#### Input ####

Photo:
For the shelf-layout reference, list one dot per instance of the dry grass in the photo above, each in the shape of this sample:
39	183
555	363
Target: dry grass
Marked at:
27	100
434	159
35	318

####

◆ Exercise aim
When you reach the end of the data above, set it all down again unchanged.

◆ Worked solution
Photo:
For the shelf-layout reference, list one dot per instance of the dry grass in the photo above, each in the shape of this sample:
39	183
555	363
Target: dry grass
Marked at:
27	100
434	159
35	318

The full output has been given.